### YOUR GOAL
Reproduce the following records line for line, with no changes.

### Excerpts from point annotation data

◇ ◇ ◇

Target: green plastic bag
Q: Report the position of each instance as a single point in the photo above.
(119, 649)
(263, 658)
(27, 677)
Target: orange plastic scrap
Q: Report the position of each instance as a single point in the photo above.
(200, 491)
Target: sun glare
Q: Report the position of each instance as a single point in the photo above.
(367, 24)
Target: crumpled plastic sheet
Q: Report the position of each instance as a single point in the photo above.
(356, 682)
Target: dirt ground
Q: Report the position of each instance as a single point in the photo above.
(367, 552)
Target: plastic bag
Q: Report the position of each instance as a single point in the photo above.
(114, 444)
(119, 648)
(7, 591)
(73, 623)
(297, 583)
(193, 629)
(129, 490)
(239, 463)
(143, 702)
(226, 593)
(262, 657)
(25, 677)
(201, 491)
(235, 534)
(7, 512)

◇ ◇ ◇

### IN RESPONSE
Target: green plastic bag
Q: Report the position of each instance as a single point in the photo above.
(119, 649)
(263, 658)
(27, 677)
Target: orange plastic scrap
Q: Report the position of each instance as a single point in the photo above.
(200, 491)
Target: sun glare
Q: Report the position of each instance as a single point in the photo above.
(367, 24)
Target: crumpled plastic sheet
Q: Report the position of each instance as a single point in the photo above.
(356, 682)
Target: dirt ground
Q: Report the position of each instance as a single point in the photo above.
(367, 552)
Target: plastic bag
Q: Report the position of each instance as a single point in the photo above.
(114, 444)
(119, 648)
(7, 591)
(73, 623)
(297, 583)
(193, 629)
(129, 490)
(239, 463)
(143, 702)
(226, 593)
(262, 657)
(25, 677)
(201, 491)
(235, 534)
(7, 512)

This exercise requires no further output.